* Task item
Could you reproduce, exactly and alone, the lines running from the one with "box: [133, 429, 392, 472]" to the end of the data below?
___ Record set
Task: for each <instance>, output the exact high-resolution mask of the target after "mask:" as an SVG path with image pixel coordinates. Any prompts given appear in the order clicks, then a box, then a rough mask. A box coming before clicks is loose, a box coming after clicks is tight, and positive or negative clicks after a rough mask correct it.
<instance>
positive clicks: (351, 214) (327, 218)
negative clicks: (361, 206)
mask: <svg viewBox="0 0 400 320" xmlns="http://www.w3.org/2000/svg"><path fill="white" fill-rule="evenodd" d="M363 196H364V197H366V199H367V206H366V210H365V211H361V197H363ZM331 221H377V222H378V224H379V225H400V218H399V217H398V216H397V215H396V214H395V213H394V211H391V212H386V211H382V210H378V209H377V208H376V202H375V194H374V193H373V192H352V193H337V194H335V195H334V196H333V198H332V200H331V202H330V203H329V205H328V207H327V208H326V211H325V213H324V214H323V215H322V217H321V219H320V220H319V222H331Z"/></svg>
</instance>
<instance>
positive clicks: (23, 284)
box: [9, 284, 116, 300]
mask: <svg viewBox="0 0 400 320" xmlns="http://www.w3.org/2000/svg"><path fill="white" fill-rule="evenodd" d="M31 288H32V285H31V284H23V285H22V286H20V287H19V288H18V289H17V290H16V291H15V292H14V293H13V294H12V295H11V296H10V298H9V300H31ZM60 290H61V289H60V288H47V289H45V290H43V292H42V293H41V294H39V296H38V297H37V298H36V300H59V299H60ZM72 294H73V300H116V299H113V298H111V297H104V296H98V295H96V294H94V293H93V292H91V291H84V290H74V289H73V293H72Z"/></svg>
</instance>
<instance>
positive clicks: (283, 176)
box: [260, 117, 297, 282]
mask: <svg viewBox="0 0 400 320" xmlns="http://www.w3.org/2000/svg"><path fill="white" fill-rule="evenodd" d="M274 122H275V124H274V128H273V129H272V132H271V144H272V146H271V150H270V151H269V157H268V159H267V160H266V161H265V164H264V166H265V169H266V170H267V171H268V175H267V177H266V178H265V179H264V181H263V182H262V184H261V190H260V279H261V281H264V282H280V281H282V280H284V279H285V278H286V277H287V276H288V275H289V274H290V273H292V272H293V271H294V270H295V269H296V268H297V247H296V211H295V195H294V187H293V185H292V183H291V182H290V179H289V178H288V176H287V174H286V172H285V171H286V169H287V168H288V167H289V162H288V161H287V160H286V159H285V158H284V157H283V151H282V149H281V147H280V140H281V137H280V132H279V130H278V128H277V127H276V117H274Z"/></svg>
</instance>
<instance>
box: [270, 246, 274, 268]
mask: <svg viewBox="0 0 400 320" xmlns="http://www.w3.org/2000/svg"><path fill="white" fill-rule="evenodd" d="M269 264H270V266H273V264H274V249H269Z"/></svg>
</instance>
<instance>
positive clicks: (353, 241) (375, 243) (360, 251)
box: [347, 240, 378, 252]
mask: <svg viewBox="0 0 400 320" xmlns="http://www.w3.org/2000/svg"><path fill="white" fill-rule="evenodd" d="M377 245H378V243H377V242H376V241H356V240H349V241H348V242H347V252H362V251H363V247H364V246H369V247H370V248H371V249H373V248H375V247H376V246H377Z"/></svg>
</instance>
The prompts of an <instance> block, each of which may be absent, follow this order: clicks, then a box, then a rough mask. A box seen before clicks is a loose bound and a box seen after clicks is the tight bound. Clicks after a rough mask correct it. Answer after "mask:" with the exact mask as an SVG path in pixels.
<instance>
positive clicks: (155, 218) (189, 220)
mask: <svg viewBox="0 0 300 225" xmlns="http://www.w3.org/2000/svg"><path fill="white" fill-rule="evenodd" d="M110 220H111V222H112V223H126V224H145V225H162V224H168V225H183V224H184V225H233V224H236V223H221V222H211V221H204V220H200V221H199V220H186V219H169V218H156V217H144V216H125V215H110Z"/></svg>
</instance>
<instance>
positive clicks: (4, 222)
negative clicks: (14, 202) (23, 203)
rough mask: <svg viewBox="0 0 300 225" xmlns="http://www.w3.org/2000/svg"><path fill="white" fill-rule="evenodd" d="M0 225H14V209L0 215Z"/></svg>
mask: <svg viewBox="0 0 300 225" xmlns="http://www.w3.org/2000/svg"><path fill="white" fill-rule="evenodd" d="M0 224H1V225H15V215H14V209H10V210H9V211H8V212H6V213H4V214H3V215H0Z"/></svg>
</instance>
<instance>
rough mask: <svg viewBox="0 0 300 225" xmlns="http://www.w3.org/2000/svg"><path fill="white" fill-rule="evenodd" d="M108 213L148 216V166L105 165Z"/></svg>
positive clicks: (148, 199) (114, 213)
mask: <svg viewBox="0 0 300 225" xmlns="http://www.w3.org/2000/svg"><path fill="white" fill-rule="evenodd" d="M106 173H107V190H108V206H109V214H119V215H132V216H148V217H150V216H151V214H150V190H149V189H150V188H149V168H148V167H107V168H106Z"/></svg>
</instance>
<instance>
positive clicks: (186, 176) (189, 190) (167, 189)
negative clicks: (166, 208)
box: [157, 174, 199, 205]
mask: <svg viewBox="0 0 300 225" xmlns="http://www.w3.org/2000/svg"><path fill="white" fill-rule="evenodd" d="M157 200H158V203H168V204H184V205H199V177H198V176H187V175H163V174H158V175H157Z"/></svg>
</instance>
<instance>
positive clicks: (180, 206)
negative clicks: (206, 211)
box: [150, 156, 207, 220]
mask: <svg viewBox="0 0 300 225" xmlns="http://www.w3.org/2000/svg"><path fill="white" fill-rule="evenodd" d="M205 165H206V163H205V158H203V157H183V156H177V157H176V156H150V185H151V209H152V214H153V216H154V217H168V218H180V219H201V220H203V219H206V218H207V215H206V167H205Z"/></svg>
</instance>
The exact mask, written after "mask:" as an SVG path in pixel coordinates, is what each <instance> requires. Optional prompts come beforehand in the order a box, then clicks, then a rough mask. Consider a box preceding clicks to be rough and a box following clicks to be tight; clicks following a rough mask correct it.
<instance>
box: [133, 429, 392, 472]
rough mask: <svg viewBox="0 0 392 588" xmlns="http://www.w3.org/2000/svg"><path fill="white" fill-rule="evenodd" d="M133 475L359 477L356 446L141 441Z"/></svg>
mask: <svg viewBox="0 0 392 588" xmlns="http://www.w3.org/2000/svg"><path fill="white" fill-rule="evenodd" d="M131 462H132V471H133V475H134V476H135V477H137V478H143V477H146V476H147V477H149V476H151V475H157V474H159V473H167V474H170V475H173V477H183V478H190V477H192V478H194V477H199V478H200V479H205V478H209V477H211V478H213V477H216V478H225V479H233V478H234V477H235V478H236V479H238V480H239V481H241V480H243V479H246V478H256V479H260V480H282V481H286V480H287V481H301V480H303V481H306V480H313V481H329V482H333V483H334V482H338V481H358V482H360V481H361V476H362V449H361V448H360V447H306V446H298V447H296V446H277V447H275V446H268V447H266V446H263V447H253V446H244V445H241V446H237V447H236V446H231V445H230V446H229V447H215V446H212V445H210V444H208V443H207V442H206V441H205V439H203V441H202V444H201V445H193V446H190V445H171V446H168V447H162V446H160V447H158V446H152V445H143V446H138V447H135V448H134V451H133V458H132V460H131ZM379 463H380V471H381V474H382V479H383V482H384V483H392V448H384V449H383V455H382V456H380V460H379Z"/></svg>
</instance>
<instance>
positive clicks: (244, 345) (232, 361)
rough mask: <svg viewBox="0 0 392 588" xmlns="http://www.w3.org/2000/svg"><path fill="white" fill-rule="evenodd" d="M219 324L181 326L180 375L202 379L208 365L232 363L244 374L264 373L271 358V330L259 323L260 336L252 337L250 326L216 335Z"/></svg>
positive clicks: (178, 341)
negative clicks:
______
* Response
box: [133, 429, 392, 472]
rough mask: <svg viewBox="0 0 392 588" xmlns="http://www.w3.org/2000/svg"><path fill="white" fill-rule="evenodd" d="M133 475L359 477L356 446L141 441Z"/></svg>
mask: <svg viewBox="0 0 392 588" xmlns="http://www.w3.org/2000/svg"><path fill="white" fill-rule="evenodd" d="M131 462H132V471H133V475H134V476H135V477H137V478H143V477H146V476H147V477H149V476H151V475H157V474H159V473H167V474H170V475H173V477H183V478H190V477H192V478H194V477H199V478H200V479H205V478H209V477H211V478H213V477H216V478H225V479H233V478H234V477H235V478H236V479H238V480H239V481H241V480H243V479H246V478H256V479H260V480H282V481H286V480H287V481H301V480H303V481H306V480H313V481H329V482H333V483H334V482H338V481H358V482H360V481H361V476H362V449H361V448H360V447H306V446H298V447H296V446H277V447H275V446H268V447H266V446H263V447H253V446H244V445H241V446H237V447H236V446H231V445H230V446H229V447H215V446H212V445H210V444H208V443H207V442H206V441H205V439H203V441H202V444H201V445H193V446H190V445H171V446H168V447H162V446H160V447H158V446H152V445H143V446H138V447H135V448H134V451H133V458H132V460H131ZM379 463H380V471H381V474H382V479H383V482H384V483H392V448H384V449H383V455H382V456H380V460H379Z"/></svg>
</instance>
<instance>
positive clicks: (244, 345) (232, 361)
rough mask: <svg viewBox="0 0 392 588" xmlns="http://www.w3.org/2000/svg"><path fill="white" fill-rule="evenodd" d="M219 324L181 326L180 375L202 379L208 365L232 363L244 374L264 373L271 358V330L259 323L260 336L252 337L250 326L216 335Z"/></svg>
positive clicks: (178, 341)
negative clicks:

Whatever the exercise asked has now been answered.